* Reading text:
-*-*-
I assume these are not hardcoded subs but are they subpicture or text? If you're not sure, consider that a decent video player should have an option for the font etc for text subtitles which would include overriding any font specified in the subtitles in the unlikely event there is, but this won't work for subpicture subtitles for obvious reasons. It also won't work for hardcoded subtitles but you should already know they are hardcoded since they can't be disabled in a decent player (which can disable even forced subtitles). Nil Einne (talk) 12:29, 12 May 2022 (UTC)[reply]
These are purely textual subtitles that can be toggled on and off by a CC button. I suppose the subtitle component of the video has the ISO 14496-17 format mentioned at MPEG-4 Part 17, but I don't know how such streams are encoded in the binary form of the .mp4 format, and also not how this ISO subtitle format relates to the .srt format. I know how to add a plain text file with .srt-style subtitles to a video without subtitles. Now I want to go the other direction and extract such an added subtitle stream as a plain text file.  --Lambiam 13:45, 12 May 2022 (UTC)[reply]
I use kdenlive. It lets you import/export/edit subtitles. I know it runs on Linux and Windows. I don't see why it won't run on MacOS. 97.82.165.112 (talk) 15:27, 12 May 2022 (UTC)[reply]
Thanks. I installed kdenlive, but it won't let me use "Add Clip" to add an MP4 video to an empty new project – the .mp4 file type is treated as "not supported". Browsing the forums I see I'm not the only one with the problem, but I saw no proposed remedies. The screen shots in the tutorial are rather different from what I see on my screen.  --Lambiam 19:46, 12 May 2022 (UTC)[reply]
I've only used FFmpeg to remove unwanted textual subtitle streams (or to bake in a .srt), but it seems it can extract them back to an .srt file - according to this superuser.com post, the command line is:
          ffmpeg -i Movie.mkv -map 0:s:0 subs.srt
If you don't have a working FFmpeg install, it seems MacOS users install it, and other free software, with brew. -- Finlay McWalter··–·Talk 16:06, 12 May 2022 (UTC)[reply]
Thanks. I tried
ffmpeg -i my.mp4 -map 0:s:? subs.srt
but got an error message Output file #0 does not contain any stream.  --Lambiam 21:29, 12 May 2022 (UTC)[reply]
And when I try ffmpeg -i my.mp4 -map 0:? subs.srt, the message is, Automatic encoder selection failed for output stream #0:0. Default encoder for format srt (codec none) is probably disabled. Please choose an encoder manually. Error selecting an encoder for stream 0:0.  --Lambiam 21:34, 12 May 2022 (UTC)[reply]
ffprobe -i my.mp4 will list all the stream in the file; if there isn't a subtitle stream listed there, then there isn't one. I found a file that had subtitles. ffprobe says
          Stream #0:2: Subtitle: subrip (default)
-*-*-
* Material:
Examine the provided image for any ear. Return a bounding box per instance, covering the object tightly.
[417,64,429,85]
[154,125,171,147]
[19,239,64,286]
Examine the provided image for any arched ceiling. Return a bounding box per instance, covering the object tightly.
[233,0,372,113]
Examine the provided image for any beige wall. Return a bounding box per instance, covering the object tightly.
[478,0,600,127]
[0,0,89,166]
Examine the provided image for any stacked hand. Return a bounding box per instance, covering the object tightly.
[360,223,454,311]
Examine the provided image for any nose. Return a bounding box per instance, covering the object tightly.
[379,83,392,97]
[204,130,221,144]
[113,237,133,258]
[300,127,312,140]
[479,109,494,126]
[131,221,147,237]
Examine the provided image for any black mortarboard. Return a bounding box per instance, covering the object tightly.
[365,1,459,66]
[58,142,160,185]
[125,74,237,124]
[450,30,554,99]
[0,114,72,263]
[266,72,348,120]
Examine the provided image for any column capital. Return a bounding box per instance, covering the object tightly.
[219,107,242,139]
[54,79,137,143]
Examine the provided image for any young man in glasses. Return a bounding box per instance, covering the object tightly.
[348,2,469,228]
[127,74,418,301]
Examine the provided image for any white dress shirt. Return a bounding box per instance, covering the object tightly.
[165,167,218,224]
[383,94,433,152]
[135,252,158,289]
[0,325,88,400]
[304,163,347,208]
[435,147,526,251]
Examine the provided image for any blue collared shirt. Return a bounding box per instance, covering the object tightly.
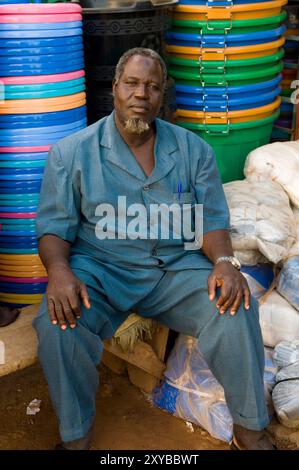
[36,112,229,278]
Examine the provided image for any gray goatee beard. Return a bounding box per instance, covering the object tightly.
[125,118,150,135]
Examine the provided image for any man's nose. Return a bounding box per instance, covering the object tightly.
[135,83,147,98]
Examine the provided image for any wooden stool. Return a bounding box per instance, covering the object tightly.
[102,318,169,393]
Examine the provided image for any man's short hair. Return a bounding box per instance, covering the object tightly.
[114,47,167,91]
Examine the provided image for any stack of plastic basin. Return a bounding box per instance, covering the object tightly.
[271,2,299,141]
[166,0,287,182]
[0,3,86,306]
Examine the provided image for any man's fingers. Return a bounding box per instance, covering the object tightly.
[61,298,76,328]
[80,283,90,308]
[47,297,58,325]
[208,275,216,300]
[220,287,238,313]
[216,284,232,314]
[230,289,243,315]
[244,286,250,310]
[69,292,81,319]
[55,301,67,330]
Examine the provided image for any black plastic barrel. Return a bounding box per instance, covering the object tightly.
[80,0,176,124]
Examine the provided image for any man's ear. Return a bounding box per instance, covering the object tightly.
-*-*-
* Problem requirements:
Translate this sentence from the subtitle discussion into Spanish: "These are purely textual subtitles that can be toggled on and off by a CC button." The entries were taken from a different source than the subtitle discussion.

* Solution to the exercise:
Son subtítulos puramente textuales que se pueden activar y desactivar con un botón CC.